Problem requirements:
Set down all of the entries below word for word, with the pictures left out.

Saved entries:
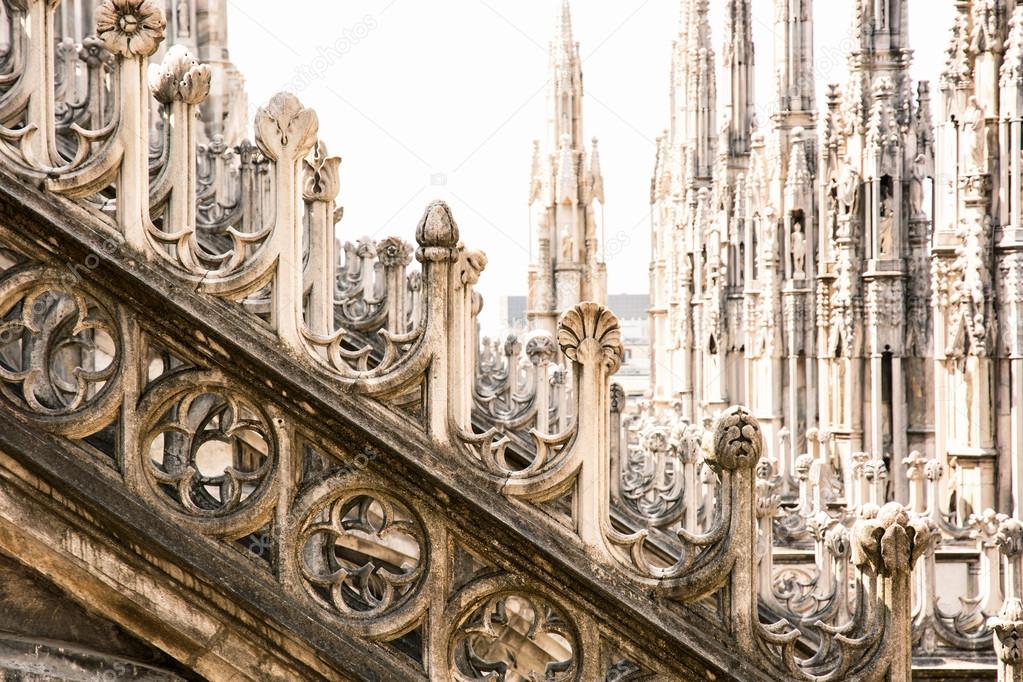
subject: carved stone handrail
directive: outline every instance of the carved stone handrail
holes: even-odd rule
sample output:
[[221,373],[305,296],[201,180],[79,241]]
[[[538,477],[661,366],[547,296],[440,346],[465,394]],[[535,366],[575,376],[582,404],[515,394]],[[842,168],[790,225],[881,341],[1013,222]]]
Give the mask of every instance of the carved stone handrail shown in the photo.
[[[339,270],[340,159],[318,142],[316,114],[282,93],[258,110],[255,144],[228,149],[214,139],[200,148],[197,107],[211,72],[176,45],[146,82],[165,29],[154,0],[107,0],[97,10],[97,35],[112,58],[94,60],[92,68],[108,68],[109,76],[88,79],[96,90],[88,96],[98,102],[109,88],[116,106],[93,132],[70,126],[80,139],[74,157],[65,158],[54,142],[60,124],[47,93],[55,82],[49,51],[57,42],[57,4],[31,0],[23,9],[14,5],[10,16],[25,59],[12,60],[0,100],[0,118],[15,124],[0,130],[9,167],[86,205],[101,197],[114,207],[112,231],[141,257],[197,290],[244,301],[291,352],[330,368],[347,390],[405,409],[426,386],[430,395],[418,400],[438,442],[446,442],[452,419],[468,428],[460,377],[471,374],[475,353],[465,346],[474,326],[472,291],[486,259],[461,246],[450,210],[436,204],[424,214],[421,273],[406,273],[412,249],[396,239],[363,243],[358,265],[348,259]],[[151,98],[161,107],[162,132],[151,125]],[[155,174],[154,135],[163,149]]]
[[[965,513],[954,520],[937,460],[911,455],[903,463],[907,510],[885,504],[888,469],[898,463],[866,452],[839,462],[827,434],[808,432],[808,451],[793,445],[779,464],[763,457],[759,424],[741,407],[705,428],[637,421],[631,440],[619,438],[621,409],[612,403],[623,398],[614,397],[610,380],[624,351],[609,310],[583,303],[566,313],[557,338],[565,368],[554,364],[557,347],[545,335],[525,339],[521,367],[515,343],[501,358],[485,357],[474,286],[486,257],[461,243],[449,207],[431,204],[418,225],[418,271],[407,270],[413,247],[397,239],[339,248],[340,159],[318,140],[314,112],[293,95],[276,95],[256,116],[253,143],[227,148],[214,138],[200,146],[196,115],[209,68],[173,46],[146,79],[164,37],[159,3],[105,0],[98,38],[80,46],[55,33],[58,4],[4,6],[13,40],[0,55],[3,177],[18,174],[65,211],[51,217],[52,232],[37,233],[50,241],[40,236],[30,248],[8,235],[11,243],[0,247],[0,334],[17,337],[23,348],[62,344],[59,358],[0,349],[4,409],[19,423],[76,448],[114,448],[118,485],[196,537],[271,543],[281,557],[274,588],[306,600],[325,622],[372,642],[393,641],[425,623],[429,609],[423,634],[431,675],[471,678],[506,665],[485,650],[495,629],[510,627],[502,614],[511,609],[530,627],[508,636],[532,639],[542,631],[571,652],[547,661],[543,674],[597,679],[593,650],[598,635],[613,636],[601,619],[614,609],[601,615],[592,602],[555,594],[530,567],[444,587],[448,541],[473,533],[465,524],[455,529],[436,505],[421,504],[415,486],[399,497],[389,492],[386,473],[364,471],[336,444],[317,452],[300,438],[298,431],[310,428],[300,408],[315,397],[293,398],[291,386],[291,395],[254,399],[255,389],[218,369],[232,359],[221,352],[223,339],[210,336],[162,349],[166,357],[151,365],[162,369],[147,377],[141,367],[152,358],[144,353],[168,338],[145,314],[126,312],[132,304],[121,298],[142,294],[65,281],[54,265],[50,251],[75,239],[58,223],[73,230],[77,221],[83,232],[95,223],[125,264],[164,272],[169,292],[198,292],[254,313],[232,327],[259,339],[247,362],[281,358],[327,399],[354,394],[334,404],[336,412],[340,405],[353,421],[371,415],[381,428],[414,433],[415,455],[403,457],[403,444],[391,439],[388,463],[422,475],[409,461],[419,457],[450,474],[439,497],[477,511],[494,505],[500,519],[488,526],[493,535],[518,523],[539,529],[539,553],[560,562],[559,571],[571,563],[565,557],[585,557],[625,596],[601,594],[614,608],[628,601],[633,625],[657,641],[681,640],[661,638],[656,623],[636,615],[637,594],[651,595],[651,608],[672,627],[693,607],[704,614],[694,617],[697,630],[730,631],[755,669],[750,679],[905,679],[914,643],[984,653],[992,634],[1001,674],[1019,679],[1013,521],[987,511],[966,526]],[[203,344],[211,354],[197,350]],[[172,350],[182,357],[168,359]],[[252,370],[239,371],[256,381]],[[386,418],[373,411],[377,403],[387,406]],[[481,416],[494,428],[474,433]],[[346,423],[336,414],[330,419]],[[417,431],[425,431],[433,459]],[[518,446],[527,436],[524,452]],[[237,460],[203,471],[199,450],[224,441],[236,447]],[[301,489],[291,477],[296,470],[303,472]],[[619,470],[636,480],[620,480]],[[464,481],[453,483],[453,471]],[[623,514],[612,499],[635,504]],[[784,576],[779,587],[784,569],[774,545],[781,534],[805,547],[812,565],[801,577]],[[366,535],[404,539],[384,548],[387,568],[382,561],[340,568],[336,562],[354,560],[350,547],[338,545]],[[979,588],[960,596],[955,613],[938,604],[939,538],[979,557]],[[367,571],[372,586],[353,579]],[[523,571],[534,578],[521,578]],[[575,576],[568,569],[559,575]],[[765,608],[784,620],[763,622]],[[432,614],[441,616],[435,622]],[[627,640],[616,641],[637,644]],[[813,653],[803,658],[806,650]],[[662,667],[680,674],[678,666]]]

Output for this exercise:
subject: carved stone handrail
directive: outline every instance of the carved stone handrail
holes: even-odd rule
sample output:
[[221,373],[305,296],[201,180],[79,241]]
[[[538,477],[661,366],[547,296],[440,346],[465,394]],[[535,366],[575,376],[582,404],[515,394]],[[842,168],[790,225],[881,341],[1013,222]]]
Give the mask of every instance of the carved stone handrail shown in the photo.
[[[339,270],[340,159],[318,142],[316,114],[282,93],[258,110],[255,144],[228,149],[214,139],[200,148],[197,107],[211,72],[176,45],[146,82],[165,29],[154,0],[107,0],[97,10],[97,35],[112,58],[94,60],[92,68],[108,68],[109,76],[88,79],[96,90],[88,96],[98,102],[109,88],[116,106],[93,132],[70,126],[80,139],[74,157],[65,158],[54,142],[60,124],[47,93],[55,82],[49,51],[57,42],[57,4],[31,0],[23,9],[14,5],[10,16],[25,59],[12,60],[0,100],[0,118],[15,124],[0,130],[9,167],[86,205],[101,197],[114,207],[112,231],[141,257],[197,290],[244,301],[291,352],[330,368],[347,390],[405,409],[426,386],[430,395],[418,400],[438,442],[446,442],[452,419],[468,428],[460,377],[471,374],[475,353],[465,346],[474,326],[472,291],[486,259],[461,246],[450,210],[436,204],[424,214],[421,273],[406,273],[412,249],[396,239],[363,243],[358,265],[348,259]],[[151,98],[161,107],[162,132],[151,125]],[[155,174],[154,135],[163,149]]]
[[[965,513],[954,520],[937,460],[911,455],[903,463],[907,510],[885,504],[888,469],[898,463],[866,452],[839,462],[827,434],[808,432],[808,451],[793,445],[779,464],[763,457],[759,424],[741,407],[705,428],[637,421],[631,440],[619,438],[621,409],[612,403],[623,398],[614,397],[610,380],[624,351],[609,310],[583,303],[566,313],[557,338],[565,368],[554,364],[557,347],[545,335],[525,339],[521,367],[515,343],[501,358],[485,357],[474,286],[486,257],[461,243],[449,207],[431,204],[418,225],[418,271],[407,270],[413,247],[397,239],[339,248],[340,159],[318,140],[314,112],[293,95],[276,95],[256,116],[253,143],[227,148],[214,138],[200,146],[196,115],[209,68],[173,46],[146,79],[164,37],[159,3],[105,0],[98,38],[80,46],[55,33],[58,4],[4,6],[13,40],[0,55],[3,177],[18,174],[65,211],[51,217],[52,232],[37,233],[50,241],[40,236],[30,248],[8,235],[11,243],[0,247],[0,334],[17,337],[23,348],[62,344],[59,358],[0,349],[4,409],[19,423],[76,448],[114,448],[118,485],[196,537],[271,543],[281,557],[274,588],[306,600],[325,622],[372,642],[393,641],[425,623],[429,609],[423,634],[431,675],[471,678],[506,665],[485,650],[495,629],[510,627],[502,614],[511,609],[530,627],[508,636],[532,639],[542,631],[571,652],[547,661],[543,674],[597,679],[593,650],[598,635],[613,636],[601,619],[614,609],[601,615],[592,602],[555,594],[530,567],[444,587],[448,541],[473,533],[465,524],[455,529],[436,505],[421,504],[415,486],[399,497],[389,492],[386,473],[364,471],[336,444],[317,452],[300,438],[298,431],[310,428],[300,408],[315,397],[293,398],[291,386],[291,395],[254,399],[255,389],[218,369],[232,359],[221,352],[223,339],[210,336],[162,349],[166,357],[151,365],[162,369],[147,377],[141,367],[152,358],[144,353],[168,338],[145,314],[126,312],[132,304],[121,298],[142,294],[65,281],[54,265],[50,251],[75,239],[58,223],[73,230],[77,221],[83,232],[95,223],[125,264],[164,272],[169,292],[198,292],[254,313],[232,327],[259,339],[247,362],[281,358],[327,399],[354,394],[334,404],[336,412],[340,405],[353,421],[371,415],[381,428],[414,433],[415,455],[403,457],[403,444],[391,439],[388,463],[422,475],[409,461],[419,457],[450,474],[439,497],[477,511],[494,505],[500,519],[488,526],[493,535],[518,523],[539,529],[539,553],[560,562],[559,571],[571,563],[565,557],[585,557],[625,596],[601,594],[614,608],[628,601],[633,625],[657,641],[681,640],[661,638],[656,623],[636,615],[637,594],[651,595],[651,608],[672,627],[693,607],[704,614],[694,617],[697,630],[730,631],[755,669],[750,679],[905,679],[914,643],[984,653],[992,634],[1001,674],[1019,679],[1013,521],[987,511],[966,526]],[[203,344],[211,354],[197,350]],[[172,350],[182,357],[168,359]],[[252,370],[239,371],[256,381]],[[386,418],[373,411],[377,403],[387,406]],[[481,416],[494,428],[474,433]],[[346,423],[336,414],[330,419]],[[417,431],[425,431],[433,459]],[[518,446],[527,436],[524,452]],[[237,460],[203,471],[199,450],[224,441],[236,447]],[[301,489],[291,477],[296,470],[303,472]],[[619,470],[636,480],[620,480]],[[464,481],[453,483],[453,471]],[[623,514],[612,499],[635,504]],[[784,576],[779,587],[784,569],[774,545],[781,534],[805,547],[812,565],[801,577]],[[366,535],[404,539],[384,548],[387,568],[382,561],[340,568],[336,562],[354,560],[350,547],[338,545]],[[979,588],[960,596],[955,613],[938,604],[939,538],[979,557]],[[367,571],[372,586],[353,579]],[[523,571],[534,578],[521,578]],[[575,576],[568,569],[559,575]],[[765,608],[784,620],[763,622]],[[432,614],[441,616],[435,622]],[[627,640],[616,641],[637,644]],[[813,653],[803,658],[806,650]],[[662,667],[680,674],[678,666]]]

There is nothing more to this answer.